[DATASET EXTRACT]
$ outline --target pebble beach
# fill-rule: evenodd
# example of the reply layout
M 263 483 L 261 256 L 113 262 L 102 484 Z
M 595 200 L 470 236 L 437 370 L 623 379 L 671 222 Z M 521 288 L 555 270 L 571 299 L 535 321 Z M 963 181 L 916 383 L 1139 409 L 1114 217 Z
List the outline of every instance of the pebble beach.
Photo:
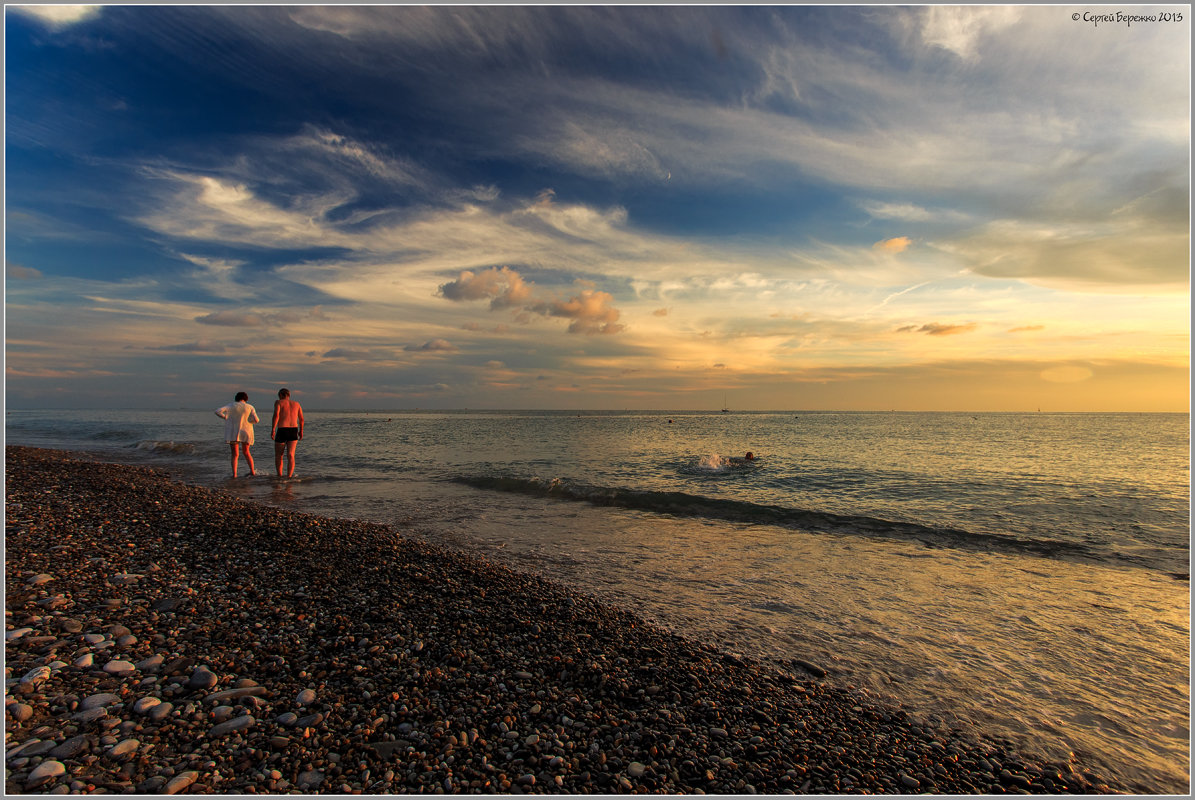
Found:
M 8 793 L 1121 790 L 400 529 L 63 451 L 5 480 Z

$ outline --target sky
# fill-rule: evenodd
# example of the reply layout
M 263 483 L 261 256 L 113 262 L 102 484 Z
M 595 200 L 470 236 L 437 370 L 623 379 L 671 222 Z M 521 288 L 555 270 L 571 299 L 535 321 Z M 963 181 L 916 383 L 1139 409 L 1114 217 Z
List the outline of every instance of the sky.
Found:
M 1130 10 L 6 6 L 6 403 L 1187 411 Z

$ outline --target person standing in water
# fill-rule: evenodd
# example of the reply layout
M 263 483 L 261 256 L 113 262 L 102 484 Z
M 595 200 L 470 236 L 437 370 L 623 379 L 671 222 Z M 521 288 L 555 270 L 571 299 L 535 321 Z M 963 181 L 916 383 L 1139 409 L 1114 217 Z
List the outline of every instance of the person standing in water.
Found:
M 270 422 L 270 439 L 274 440 L 274 465 L 282 477 L 282 457 L 288 456 L 290 469 L 287 477 L 295 474 L 295 446 L 302 439 L 302 407 L 290 399 L 289 389 L 278 390 L 274 401 L 274 420 Z
M 257 409 L 249 404 L 249 395 L 237 392 L 231 405 L 216 409 L 216 416 L 225 420 L 225 441 L 232 447 L 232 476 L 237 477 L 237 462 L 241 453 L 249 464 L 249 474 L 257 475 L 249 448 L 253 446 L 253 423 L 261 420 L 257 419 Z

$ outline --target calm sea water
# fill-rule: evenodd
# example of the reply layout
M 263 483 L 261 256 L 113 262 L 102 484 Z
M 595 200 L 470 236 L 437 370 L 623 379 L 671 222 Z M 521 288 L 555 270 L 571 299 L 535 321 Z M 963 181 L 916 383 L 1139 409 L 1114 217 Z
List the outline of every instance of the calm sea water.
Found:
M 397 524 L 1138 790 L 1189 788 L 1188 415 L 307 417 L 292 481 L 229 480 L 209 410 L 12 410 L 6 432 Z

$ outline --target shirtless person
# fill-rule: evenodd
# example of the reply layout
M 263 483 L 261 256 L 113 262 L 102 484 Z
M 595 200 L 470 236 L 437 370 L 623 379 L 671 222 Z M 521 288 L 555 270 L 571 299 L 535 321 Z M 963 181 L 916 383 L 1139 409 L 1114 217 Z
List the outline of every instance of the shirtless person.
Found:
M 290 471 L 295 474 L 295 445 L 302 439 L 302 407 L 290 399 L 289 389 L 278 390 L 278 399 L 274 401 L 274 420 L 270 422 L 270 439 L 274 440 L 274 465 L 282 477 L 282 456 L 290 457 Z

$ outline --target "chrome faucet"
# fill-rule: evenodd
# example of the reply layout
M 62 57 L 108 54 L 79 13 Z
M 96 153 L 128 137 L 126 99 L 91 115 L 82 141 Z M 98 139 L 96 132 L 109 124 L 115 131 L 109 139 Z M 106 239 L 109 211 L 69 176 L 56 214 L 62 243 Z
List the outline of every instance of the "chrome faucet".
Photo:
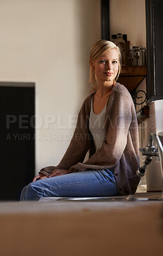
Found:
M 156 147 L 153 145 L 153 141 L 156 145 Z M 151 163 L 152 157 L 157 156 L 159 158 L 162 179 L 162 192 L 160 200 L 163 200 L 163 147 L 159 137 L 155 133 L 151 133 L 149 136 L 148 145 L 145 148 L 139 148 L 139 151 L 143 156 L 146 156 L 144 164 L 136 172 L 136 174 L 141 177 L 144 175 L 145 170 L 147 165 Z

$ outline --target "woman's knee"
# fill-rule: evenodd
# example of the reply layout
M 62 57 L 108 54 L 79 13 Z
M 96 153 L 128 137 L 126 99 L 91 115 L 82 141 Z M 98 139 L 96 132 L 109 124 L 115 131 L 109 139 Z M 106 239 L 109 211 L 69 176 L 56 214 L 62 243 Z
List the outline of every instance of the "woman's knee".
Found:
M 29 183 L 27 186 L 24 188 L 20 200 L 38 200 L 40 195 L 39 191 L 37 191 L 35 185 L 35 182 Z

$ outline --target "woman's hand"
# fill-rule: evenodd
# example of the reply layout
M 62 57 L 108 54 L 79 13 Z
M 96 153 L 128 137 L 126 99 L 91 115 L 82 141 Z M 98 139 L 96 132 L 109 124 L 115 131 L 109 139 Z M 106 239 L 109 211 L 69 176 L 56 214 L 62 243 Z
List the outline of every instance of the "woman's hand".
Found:
M 45 179 L 47 177 L 47 175 L 45 175 L 45 174 L 40 173 L 38 175 L 35 177 L 35 178 L 33 180 L 33 182 L 34 181 L 36 181 L 36 180 L 42 180 L 43 179 Z
M 65 174 L 68 174 L 68 173 L 69 173 L 69 172 L 67 170 L 55 169 L 50 172 L 50 173 L 48 176 L 48 178 L 50 178 L 54 176 L 56 177 L 56 176 L 64 175 Z

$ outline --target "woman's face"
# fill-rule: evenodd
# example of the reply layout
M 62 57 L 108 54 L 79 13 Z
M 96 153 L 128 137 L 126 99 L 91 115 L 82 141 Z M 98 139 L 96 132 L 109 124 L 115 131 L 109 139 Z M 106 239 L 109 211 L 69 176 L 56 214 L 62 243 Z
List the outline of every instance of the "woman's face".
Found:
M 113 85 L 118 71 L 118 53 L 116 49 L 106 51 L 91 66 L 95 69 L 97 79 L 99 84 L 108 82 Z

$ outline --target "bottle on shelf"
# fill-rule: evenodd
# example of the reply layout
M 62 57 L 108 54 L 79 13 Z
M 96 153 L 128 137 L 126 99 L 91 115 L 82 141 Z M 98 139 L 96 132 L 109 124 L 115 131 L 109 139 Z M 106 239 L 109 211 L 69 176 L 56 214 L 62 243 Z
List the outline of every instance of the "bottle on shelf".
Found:
M 123 34 L 123 39 L 125 42 L 125 47 L 126 47 L 126 65 L 127 66 L 130 66 L 131 63 L 130 63 L 130 41 L 127 41 L 127 34 Z
M 127 65 L 126 60 L 126 44 L 123 39 L 121 33 L 117 34 L 117 45 L 120 48 L 121 54 L 121 65 Z

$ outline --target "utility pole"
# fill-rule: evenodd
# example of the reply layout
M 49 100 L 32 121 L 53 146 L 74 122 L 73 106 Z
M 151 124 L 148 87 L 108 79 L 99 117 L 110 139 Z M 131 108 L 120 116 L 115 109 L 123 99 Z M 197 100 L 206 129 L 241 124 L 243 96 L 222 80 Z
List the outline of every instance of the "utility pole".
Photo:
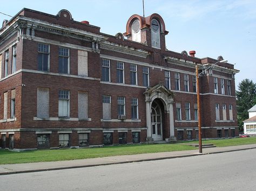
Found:
M 196 75 L 197 75 L 197 109 L 198 111 L 198 148 L 199 153 L 202 151 L 202 137 L 201 131 L 201 105 L 200 103 L 200 91 L 199 91 L 199 75 L 198 75 L 198 66 L 196 65 Z

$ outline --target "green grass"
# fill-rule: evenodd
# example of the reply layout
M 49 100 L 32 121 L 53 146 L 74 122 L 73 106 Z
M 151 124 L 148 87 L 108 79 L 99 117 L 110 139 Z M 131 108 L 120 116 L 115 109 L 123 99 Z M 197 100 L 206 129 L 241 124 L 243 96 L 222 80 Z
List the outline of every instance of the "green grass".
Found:
M 83 159 L 125 154 L 156 153 L 196 149 L 180 144 L 133 145 L 103 148 L 45 150 L 14 152 L 0 150 L 0 164 Z
M 197 144 L 198 141 L 179 142 L 179 143 Z M 225 139 L 202 140 L 202 144 L 213 144 L 217 147 L 247 145 L 256 143 L 256 136 L 246 138 L 235 138 Z

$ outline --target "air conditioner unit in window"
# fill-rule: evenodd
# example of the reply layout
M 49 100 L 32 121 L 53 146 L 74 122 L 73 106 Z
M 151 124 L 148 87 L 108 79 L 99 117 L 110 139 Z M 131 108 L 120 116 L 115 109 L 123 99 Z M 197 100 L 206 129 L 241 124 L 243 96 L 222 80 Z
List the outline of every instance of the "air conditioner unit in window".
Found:
M 119 120 L 125 120 L 126 119 L 126 116 L 124 115 L 121 115 L 118 116 L 118 119 Z

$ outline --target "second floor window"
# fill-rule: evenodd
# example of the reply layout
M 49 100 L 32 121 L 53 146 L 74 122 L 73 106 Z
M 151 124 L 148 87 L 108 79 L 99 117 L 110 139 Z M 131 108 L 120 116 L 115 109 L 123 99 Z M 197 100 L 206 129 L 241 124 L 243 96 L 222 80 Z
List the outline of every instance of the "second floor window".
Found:
M 110 82 L 110 60 L 109 60 L 102 59 L 102 81 Z
M 143 66 L 143 86 L 148 87 L 149 82 L 149 67 Z
M 137 66 L 130 65 L 130 81 L 132 85 L 137 85 Z
M 117 62 L 117 82 L 124 83 L 124 63 Z
M 37 56 L 37 69 L 38 70 L 49 72 L 49 45 L 39 43 L 37 46 L 37 51 L 38 52 Z
M 69 49 L 59 47 L 59 73 L 69 73 Z

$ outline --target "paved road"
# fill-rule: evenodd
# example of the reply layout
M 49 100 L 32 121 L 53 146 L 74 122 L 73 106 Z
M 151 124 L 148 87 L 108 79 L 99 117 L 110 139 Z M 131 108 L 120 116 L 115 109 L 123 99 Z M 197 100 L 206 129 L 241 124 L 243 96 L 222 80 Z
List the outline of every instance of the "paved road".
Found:
M 2 190 L 255 190 L 256 149 L 0 176 Z

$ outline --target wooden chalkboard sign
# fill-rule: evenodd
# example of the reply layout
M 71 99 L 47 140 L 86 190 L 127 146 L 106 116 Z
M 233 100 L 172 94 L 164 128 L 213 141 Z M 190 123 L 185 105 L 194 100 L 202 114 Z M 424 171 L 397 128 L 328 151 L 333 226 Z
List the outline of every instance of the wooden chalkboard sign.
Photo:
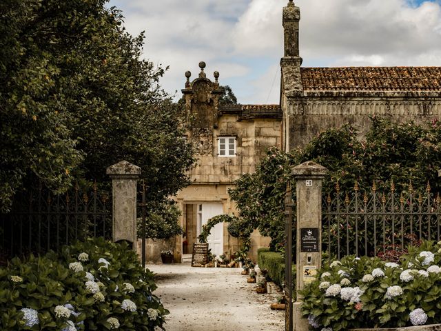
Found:
M 192 267 L 203 267 L 208 263 L 208 243 L 201 243 L 193 244 Z

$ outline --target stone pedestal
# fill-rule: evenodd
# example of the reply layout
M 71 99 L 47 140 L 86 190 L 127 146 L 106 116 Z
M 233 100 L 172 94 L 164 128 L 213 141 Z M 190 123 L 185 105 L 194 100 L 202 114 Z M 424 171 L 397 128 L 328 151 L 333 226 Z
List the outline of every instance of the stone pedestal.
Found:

[PROBLEM TO WORK ON]
Output as a numbered list the lines from the one containing "--target person standing in water" through the one containing "M 257 409 L", including both, with blank lines omitted.

[THE SOLUTION]
1. $ outline --target person standing in water
2. # fill-rule: evenodd
3. # example of the reply layout
4. M 263 483 L 261 256 L 113 262 L 102 484 Z
5. M 595 200 L 470 236 L 437 370 L 623 379 L 671 222 Z M 521 288 L 555 270 L 571 299 L 535 321 Z M 963 181 L 916 383 L 1139 409 L 1114 217 Z
6. List the outline of every instance of the person standing in water.
7. Found:
8. M 270 422 L 270 439 L 274 440 L 274 465 L 282 477 L 282 457 L 288 456 L 290 469 L 287 477 L 295 474 L 295 446 L 302 439 L 302 407 L 290 399 L 289 389 L 278 390 L 274 401 L 274 420 Z
9. M 257 409 L 249 404 L 249 395 L 237 392 L 231 405 L 216 409 L 216 416 L 225 420 L 225 441 L 232 447 L 232 476 L 237 477 L 237 462 L 241 453 L 249 464 L 249 474 L 257 475 L 249 448 L 253 446 L 253 423 L 261 420 L 257 419 Z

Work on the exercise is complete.